Stored items:

------------------------------------------------------------

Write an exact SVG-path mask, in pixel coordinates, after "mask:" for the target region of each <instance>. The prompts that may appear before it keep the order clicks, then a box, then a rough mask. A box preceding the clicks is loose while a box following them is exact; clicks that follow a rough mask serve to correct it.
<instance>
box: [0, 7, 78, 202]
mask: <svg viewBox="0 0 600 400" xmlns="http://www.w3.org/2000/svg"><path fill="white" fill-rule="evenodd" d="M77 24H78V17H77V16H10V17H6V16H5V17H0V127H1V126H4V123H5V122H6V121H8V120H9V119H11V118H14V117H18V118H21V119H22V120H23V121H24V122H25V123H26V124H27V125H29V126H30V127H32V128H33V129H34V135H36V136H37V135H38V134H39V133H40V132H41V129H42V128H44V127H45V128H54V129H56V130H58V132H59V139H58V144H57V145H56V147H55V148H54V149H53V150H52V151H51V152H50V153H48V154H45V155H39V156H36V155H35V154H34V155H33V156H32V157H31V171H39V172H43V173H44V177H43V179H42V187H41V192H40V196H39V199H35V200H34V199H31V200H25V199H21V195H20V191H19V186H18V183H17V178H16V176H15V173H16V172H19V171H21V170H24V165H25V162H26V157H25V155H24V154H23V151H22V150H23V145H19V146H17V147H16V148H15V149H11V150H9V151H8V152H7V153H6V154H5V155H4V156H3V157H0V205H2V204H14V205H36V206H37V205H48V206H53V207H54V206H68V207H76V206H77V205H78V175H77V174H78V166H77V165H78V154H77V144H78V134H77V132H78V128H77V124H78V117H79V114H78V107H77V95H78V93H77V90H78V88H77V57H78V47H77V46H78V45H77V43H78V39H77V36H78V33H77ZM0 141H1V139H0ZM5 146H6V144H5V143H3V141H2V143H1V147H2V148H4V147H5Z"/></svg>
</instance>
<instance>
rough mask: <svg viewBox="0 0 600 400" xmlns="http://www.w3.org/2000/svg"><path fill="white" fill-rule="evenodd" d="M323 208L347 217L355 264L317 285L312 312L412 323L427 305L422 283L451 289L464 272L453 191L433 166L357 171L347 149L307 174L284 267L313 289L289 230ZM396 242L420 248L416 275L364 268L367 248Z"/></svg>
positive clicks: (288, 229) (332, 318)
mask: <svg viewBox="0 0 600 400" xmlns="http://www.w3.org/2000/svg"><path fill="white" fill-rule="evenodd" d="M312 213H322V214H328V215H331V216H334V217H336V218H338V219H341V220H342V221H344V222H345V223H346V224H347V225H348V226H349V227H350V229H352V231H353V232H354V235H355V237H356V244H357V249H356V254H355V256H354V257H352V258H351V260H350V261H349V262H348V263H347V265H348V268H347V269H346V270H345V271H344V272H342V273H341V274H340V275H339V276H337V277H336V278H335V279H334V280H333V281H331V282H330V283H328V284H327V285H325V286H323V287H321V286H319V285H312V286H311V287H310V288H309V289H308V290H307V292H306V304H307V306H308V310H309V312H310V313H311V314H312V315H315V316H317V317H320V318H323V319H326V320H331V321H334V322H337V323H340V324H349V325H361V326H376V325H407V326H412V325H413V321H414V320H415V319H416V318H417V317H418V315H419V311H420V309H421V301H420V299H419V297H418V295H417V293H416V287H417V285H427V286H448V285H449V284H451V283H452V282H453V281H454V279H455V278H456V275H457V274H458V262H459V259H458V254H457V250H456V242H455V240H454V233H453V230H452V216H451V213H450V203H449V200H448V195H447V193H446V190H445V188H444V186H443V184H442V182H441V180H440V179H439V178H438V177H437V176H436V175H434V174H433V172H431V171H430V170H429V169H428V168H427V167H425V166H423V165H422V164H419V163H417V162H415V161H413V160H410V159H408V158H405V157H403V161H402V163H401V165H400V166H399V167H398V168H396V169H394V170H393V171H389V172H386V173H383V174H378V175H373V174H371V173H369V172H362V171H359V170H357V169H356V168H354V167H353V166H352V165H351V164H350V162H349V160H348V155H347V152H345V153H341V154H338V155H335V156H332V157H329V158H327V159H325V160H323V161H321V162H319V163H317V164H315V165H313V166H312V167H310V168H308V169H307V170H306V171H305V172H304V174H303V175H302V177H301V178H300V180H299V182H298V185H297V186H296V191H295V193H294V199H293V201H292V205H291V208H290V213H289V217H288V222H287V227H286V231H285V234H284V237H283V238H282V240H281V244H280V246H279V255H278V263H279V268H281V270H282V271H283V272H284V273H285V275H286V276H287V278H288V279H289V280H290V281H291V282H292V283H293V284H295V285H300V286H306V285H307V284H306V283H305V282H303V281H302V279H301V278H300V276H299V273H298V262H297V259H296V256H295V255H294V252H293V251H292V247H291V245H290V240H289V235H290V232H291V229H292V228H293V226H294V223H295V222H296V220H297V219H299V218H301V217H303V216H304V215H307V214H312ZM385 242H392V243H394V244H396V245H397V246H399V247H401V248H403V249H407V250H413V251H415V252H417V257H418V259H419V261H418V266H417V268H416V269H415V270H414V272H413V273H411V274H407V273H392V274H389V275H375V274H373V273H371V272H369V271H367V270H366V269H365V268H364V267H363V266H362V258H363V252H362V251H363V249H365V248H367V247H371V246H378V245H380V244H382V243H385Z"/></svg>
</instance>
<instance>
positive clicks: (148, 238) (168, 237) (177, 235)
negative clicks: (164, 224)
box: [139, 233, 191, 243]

------------------------------------------------------------

INSTRUCTIONS TO FOLLOW =>
Search the data for the string "rough" and copy every line where it appears.

ANSWER TO THIS PROBLEM =>
Write an exact SVG-path mask, in pixel coordinates, after "mask:" for the target region of each <instance>. The prompts that may appear before it keep the order clicks, then a box, then a rough mask. A box preceding the clicks is loose while a box following them is exact; clicks that follow a rough mask serve to correct it.
rough mask: <svg viewBox="0 0 600 400" xmlns="http://www.w3.org/2000/svg"><path fill="white" fill-rule="evenodd" d="M323 208L347 217L355 264L317 285L312 312L412 323L427 305L422 283L451 289L464 272L453 191L433 166L357 171L347 149L307 174L284 267L313 289L289 230ZM396 242L420 248L416 275L364 268L367 248Z"/></svg>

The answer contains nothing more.